■ EXERCISE A
Reproduce the stretch from "During a two" through "Dinant, Namur, Belgium." in the passage on visiting show caves below.
**** DOCUMENT SECTION ****
During a two weeks motoring holiday around the Alps earlier this year Jane and I visited eight assorted tourist Caves in a variety of countries and terrain. These are just a small proportion of the caves open to the public and several have been adequately described in caving literature, many times before.  For the dedicated speleo-tourist I can recommend "Guide des Grottes d'Europe- by V. Aellan and P. Strinati (1975) and the tourist pamphlets relating to show caves published by the tourist boards of Belgium, France, Austria, Yugoslavia and Switzerland.

Grotte de Dinant “La Herveilleuse” - Dinant, Namur, Belgium.
****
■ EXERCISE B
Locate every line of the records below that holds the string "outline" and copy each of those lines, treating uppercase and lowercase as different.
**** RECORDS SHOWN ****
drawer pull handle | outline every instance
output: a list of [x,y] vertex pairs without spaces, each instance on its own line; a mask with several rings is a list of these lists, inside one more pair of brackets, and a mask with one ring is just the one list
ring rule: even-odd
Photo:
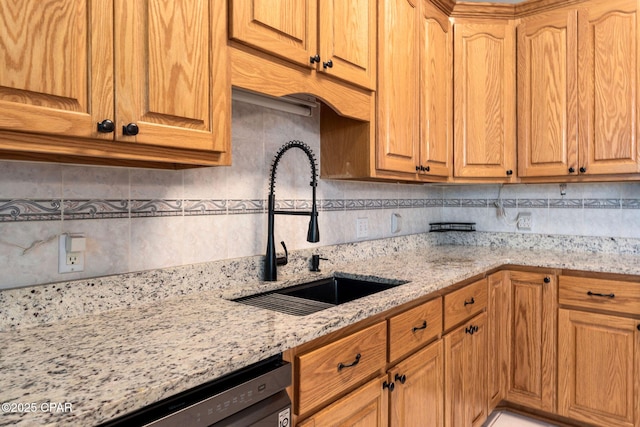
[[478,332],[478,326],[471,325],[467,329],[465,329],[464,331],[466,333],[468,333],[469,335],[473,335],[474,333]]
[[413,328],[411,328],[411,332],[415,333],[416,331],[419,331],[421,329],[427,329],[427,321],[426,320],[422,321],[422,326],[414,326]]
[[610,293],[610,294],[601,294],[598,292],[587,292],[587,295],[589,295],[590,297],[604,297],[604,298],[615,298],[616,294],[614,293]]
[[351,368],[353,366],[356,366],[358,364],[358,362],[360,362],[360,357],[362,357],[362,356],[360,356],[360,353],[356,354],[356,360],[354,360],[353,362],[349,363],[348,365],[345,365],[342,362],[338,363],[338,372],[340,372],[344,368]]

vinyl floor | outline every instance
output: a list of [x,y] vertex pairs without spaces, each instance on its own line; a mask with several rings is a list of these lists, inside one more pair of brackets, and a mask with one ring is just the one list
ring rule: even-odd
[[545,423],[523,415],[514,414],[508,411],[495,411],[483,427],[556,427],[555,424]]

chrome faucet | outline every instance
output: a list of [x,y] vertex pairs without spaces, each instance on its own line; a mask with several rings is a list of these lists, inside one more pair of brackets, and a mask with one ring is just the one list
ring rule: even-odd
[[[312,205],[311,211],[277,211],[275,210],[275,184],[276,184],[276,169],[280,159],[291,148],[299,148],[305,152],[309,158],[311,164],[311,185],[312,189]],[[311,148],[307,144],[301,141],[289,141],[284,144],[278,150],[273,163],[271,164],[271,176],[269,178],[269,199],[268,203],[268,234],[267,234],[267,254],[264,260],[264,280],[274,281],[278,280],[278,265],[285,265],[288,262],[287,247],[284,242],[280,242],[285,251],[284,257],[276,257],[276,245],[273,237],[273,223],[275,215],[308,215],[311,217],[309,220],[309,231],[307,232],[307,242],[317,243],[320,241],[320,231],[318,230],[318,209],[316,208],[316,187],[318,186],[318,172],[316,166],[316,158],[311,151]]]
****
■ SOLUTION A
During a two weeks motoring holiday around the Alps earlier this year Jane and I visited eight assorted tourist Caves in a variety of countries and terrain. These are just a small proportion of the caves open to the public and several have been adequately described in caving literature, many times before.  For the dedicated speleo-tourist I can recommend "Guide des Grottes d'Europe- by V. Aellan and P. Strinati (1975) and the tourist pamphlets relating to show caves published by the tourist boards of Belgium, France, Austria, Yugoslavia and Switzerland.

Grotte de Dinant “La Herveilleuse” - Dinant, Namur, Belgium.

■ SOLUTION B
drawer pull handle | outline every instance
vinyl floor | outline every instance
chrome faucet | outline every instance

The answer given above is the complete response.